▸ **Written exercise**
Reproduce this listing in full.

▸ **Data for this task**

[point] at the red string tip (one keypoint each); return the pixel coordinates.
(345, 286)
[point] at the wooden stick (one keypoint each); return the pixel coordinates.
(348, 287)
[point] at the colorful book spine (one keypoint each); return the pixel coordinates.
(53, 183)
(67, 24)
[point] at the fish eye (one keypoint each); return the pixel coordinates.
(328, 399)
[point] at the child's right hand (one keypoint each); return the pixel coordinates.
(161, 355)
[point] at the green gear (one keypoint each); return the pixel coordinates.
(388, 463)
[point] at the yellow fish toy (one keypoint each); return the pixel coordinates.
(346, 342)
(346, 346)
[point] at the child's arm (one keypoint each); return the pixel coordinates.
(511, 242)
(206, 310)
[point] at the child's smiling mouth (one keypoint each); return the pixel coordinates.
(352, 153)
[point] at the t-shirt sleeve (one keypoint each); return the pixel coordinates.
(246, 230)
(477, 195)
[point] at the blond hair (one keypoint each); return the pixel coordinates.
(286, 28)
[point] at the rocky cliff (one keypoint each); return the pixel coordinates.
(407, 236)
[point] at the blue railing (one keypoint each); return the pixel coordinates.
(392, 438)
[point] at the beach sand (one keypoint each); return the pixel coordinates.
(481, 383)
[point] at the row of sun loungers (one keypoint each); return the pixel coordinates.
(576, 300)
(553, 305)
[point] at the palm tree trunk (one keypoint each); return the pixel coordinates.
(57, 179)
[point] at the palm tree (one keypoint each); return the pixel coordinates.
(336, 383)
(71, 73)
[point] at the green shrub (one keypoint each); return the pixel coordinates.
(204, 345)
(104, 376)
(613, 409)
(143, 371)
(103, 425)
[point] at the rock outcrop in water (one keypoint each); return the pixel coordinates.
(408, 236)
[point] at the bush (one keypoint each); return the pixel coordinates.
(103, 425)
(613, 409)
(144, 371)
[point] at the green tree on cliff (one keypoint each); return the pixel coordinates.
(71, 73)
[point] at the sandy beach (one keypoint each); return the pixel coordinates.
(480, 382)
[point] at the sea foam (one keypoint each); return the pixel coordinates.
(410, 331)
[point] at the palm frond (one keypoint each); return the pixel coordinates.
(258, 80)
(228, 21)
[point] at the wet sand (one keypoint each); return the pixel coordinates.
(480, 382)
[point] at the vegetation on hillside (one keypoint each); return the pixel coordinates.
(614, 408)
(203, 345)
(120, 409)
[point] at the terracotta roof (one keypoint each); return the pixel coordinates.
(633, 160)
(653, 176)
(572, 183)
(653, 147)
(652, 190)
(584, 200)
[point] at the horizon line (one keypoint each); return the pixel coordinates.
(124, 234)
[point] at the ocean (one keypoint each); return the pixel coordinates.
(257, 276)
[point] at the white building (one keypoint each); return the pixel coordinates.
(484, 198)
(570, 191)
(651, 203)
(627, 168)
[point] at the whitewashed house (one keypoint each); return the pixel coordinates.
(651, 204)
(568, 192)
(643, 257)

▸ **Result for this exercise**
[point] at the red string tip (one keypoint each); return the pixel coordinates.
(345, 286)
[point] at the wooden stick (one keypoint each); return the pixel coordinates.
(348, 287)
[point] at the colorful book spine (one keypoint each); return the pixel coordinates.
(53, 183)
(67, 24)
[point] at the fish eye (one keypoint each); return the pixel coordinates.
(328, 399)
[point] at the child's right hand (one keypoint each); return the pixel coordinates.
(161, 355)
[point] at the green gear (one keypoint each); return the pixel coordinates.
(388, 463)
[point] at the yellow fish toy (one keypoint each); return the pixel coordinates.
(346, 342)
(346, 346)
[point] at the child's arm (one keypoint each); return the pixel coordinates.
(511, 242)
(206, 310)
[point] at the child's smiling mouth (one keypoint each); return the pixel coordinates.
(352, 153)
[point] at the t-shirt sleeve (one keypoint each); return the pixel coordinates.
(246, 230)
(477, 195)
[point] at the blond hair (one keypoint each); return the pixel coordinates.
(286, 28)
[point] at the rocky cliff (one keypoint each); return the pixel coordinates.
(407, 236)
[point] at the blue railing (one keypoint each); return the pixel coordinates.
(392, 438)
[point] at the beach sand (one keypoint each); return the pixel coordinates.
(481, 383)
[point] at the row of sun loungers (one keypoint each); return the pixel coordinates.
(576, 300)
(553, 305)
[point] at the palm tree trunk (one keypoint each); return the pixel coordinates.
(57, 179)
[point] at the palm tree (one keypoint each); return the pixel coordinates.
(336, 383)
(71, 73)
[point] at the green shrub (one keypoint each); return the pixel coordinates.
(204, 345)
(104, 376)
(613, 409)
(143, 371)
(103, 425)
[point] at the rock outcrop in water (one keypoint each); return the pixel coordinates.
(408, 236)
[point] at the bush (one keypoint each); return the pixel coordinates.
(103, 425)
(613, 409)
(144, 371)
[point] at the green tree on cliff (one keypoint each); return the pixel coordinates.
(71, 73)
[point] at the sandy beach (one keypoint each); return the pixel coordinates.
(480, 382)
[point] at the sea foam (one keypoint each); return the pixel coordinates.
(410, 331)
[point] at the palm frond (one keypoint each); return the pixel coordinates.
(258, 80)
(228, 21)
[point] at the wet sand (one keypoint each); return the pixel coordinates.
(480, 382)
[point] at the vegetation on hillside (one keypoint each); return the pixel coordinates.
(614, 408)
(203, 345)
(120, 409)
[point] at the terracotta roof (one keypoint each); return the pixel coordinates.
(633, 160)
(653, 176)
(572, 183)
(653, 147)
(652, 190)
(584, 200)
[point] at the horizon line (one keypoint each); return the pixel coordinates.
(124, 234)
[point] at the ocean (one keypoint each); return the pixel coordinates.
(257, 276)
[point] at the white building (one keypoint each); return the pixel coordinates.
(484, 198)
(570, 191)
(651, 203)
(627, 168)
[point] at the whitewashed house (one keypoint each); return the pixel coordinates.
(651, 204)
(568, 192)
(643, 257)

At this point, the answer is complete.